>> Start Extracted records
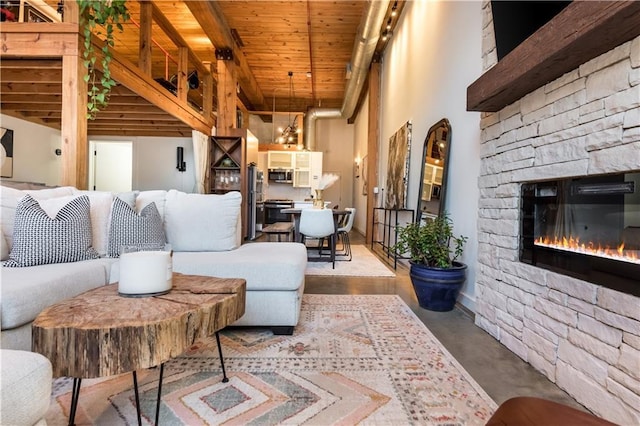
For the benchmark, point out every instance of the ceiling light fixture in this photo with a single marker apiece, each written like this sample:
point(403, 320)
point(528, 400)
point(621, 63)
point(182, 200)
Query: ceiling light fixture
point(289, 134)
>> End Extracted records
- Directions
Reproduce the entries above with every occurrence of "ceiling light fixture" swapped for "overhead lamp", keeping everything else unchanged and omitting the images.

- Solved problem
For the benchmark, point out every instance of the overhead lamp in this photo with a single marker apiece, each written like this sample:
point(403, 320)
point(528, 400)
point(621, 63)
point(182, 200)
Query: overhead lamp
point(289, 134)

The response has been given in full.